The novel coronavirus disease (Covid-19) has caused additional headwinds for end-user demand in the GCC’s residential real estate segment this year, driving rents and prices lower on a year-on-year (y-o-y) basis, despite limited supply addition and several government initiatives for home ownership being rolled out, Kamco said in a research report.
Analysts expect a temporary freeze on new projects initiated by developers would help reduce the supply glut and rebalance the market next year, leading to a slower pace of fall in both rents and prices.
In Dubai, a committee for real estate was formed last year to ensure that semi-government property companies did not compete with the private sector and to help rebalance the market, where concerns of oversupply have pushed prices lower in recent years.
Several government related entities have decided to stop new developments almost a year ago, but Covid-19 put the brakes on.
Emaar, Dubai's largest developer, said recently that it was temporarily halting new projects amid a property glut that, coupled with the Covid-19 pandemic, has shaved nearly a third off house prices in the past six years.
Damac Properties had also announced a temporary halt in new property launches.
Rents in all residential markets were under pressure this year, as tenants continued to downsize, migrate to more affordable residences, or looked for more incentives in their existing tenancy contracts, said the report.
“Covid-19 has caused additional headwinds for end-user demand in GCC’s residential real estate segment, driving rents and prices lower on a y-o-y basis this year, despite limited supply addition and several government initiatives for home ownership being rolled out,” it said.

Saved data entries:
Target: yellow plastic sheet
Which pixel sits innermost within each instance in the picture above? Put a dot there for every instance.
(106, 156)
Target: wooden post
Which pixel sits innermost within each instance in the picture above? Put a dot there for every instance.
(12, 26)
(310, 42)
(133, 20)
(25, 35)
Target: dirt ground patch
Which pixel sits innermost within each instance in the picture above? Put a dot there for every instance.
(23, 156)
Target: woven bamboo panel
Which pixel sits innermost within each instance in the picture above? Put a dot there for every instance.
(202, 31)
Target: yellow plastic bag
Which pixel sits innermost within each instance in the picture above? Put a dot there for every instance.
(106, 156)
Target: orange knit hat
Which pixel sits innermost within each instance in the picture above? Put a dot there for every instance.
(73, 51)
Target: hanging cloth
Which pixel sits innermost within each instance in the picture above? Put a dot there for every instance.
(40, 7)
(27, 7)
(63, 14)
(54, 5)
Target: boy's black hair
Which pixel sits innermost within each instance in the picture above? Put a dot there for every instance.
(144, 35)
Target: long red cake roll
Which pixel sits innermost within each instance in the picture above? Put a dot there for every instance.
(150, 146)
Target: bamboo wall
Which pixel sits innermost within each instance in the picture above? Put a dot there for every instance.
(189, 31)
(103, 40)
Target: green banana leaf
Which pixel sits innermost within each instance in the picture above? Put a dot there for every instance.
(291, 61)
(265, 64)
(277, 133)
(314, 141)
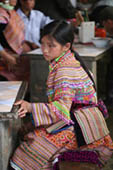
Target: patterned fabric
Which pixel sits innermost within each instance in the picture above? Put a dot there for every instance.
(14, 31)
(67, 81)
(79, 156)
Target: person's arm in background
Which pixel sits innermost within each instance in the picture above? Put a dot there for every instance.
(67, 8)
(4, 55)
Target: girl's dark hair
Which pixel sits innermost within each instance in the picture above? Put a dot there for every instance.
(63, 33)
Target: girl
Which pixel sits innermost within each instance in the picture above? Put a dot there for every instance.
(67, 83)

| Problem |
Write the next part of the text on the GCC residential real estate market, picking up right after its final sentence.

| Reply to the exercise |
The decline in rents was higher than the fall in prices during this year, as some sellers preferred to defer the sales of residential apartments and villas in order to achieve higher prices in the future.
Led by Kuwait with the steepest residential rental fall of 15 per cent, Dubai recorded 13 per cent, while Abu Dhabi saw rents dropping by 7 per cent y-o-y.
“Looking ahead, the residential market is expected to remain under pressure until segment fundamentals such as the number of households, employment rates improve. Moreover, we expect developers to continue offering a range of incentives such as fee waivers, discounts and rent-to-own agreements, combined with home finance options to attract new investors looking to take advantage of the lower prices,” the report said.
Analysts at Kamco expect developers to continue offering a range of incentives such as fee waivers, discounts and rent-to-own agreements, combined with home finance options to attract new investors looking to take advantage of the lower prices.
According to Kamco, sale transactions in the GCC between January and October declined from a year ago, as total value transacted receded by 4 per cent y-o-y to $72.1 billion (Dh2,648.53 bn), from $75.5 bn (277.30 bn) in the same period last year.
Saudi Arabia contributed to over 52 per cent of the value transacted, while the UAE added 21.6 per cent to the region’s aggregate figure.
However, the average value per transaction in the GCC increased by 7.6 per cent y-o-y to around $166,105 (Dh610,087.05) from January to October from $154,365 (Dh566,967.21) in the corresponding period last year.
The number of GCC-wide transactions until October fell by around 11 per cent y-o-y to $434,158 (Dh1,594,618.92). The lower y-o-y transaction volumes and value transacted was largely due to the impact of Covid-19 on real estate demand and its various sub-segments.
“Moreover, the signs of a bottoming out of transactions witnessed in 2019 will now be more prolonged into 2021 in our view, until normalised demand conditions arrive in a post-Covid environment.”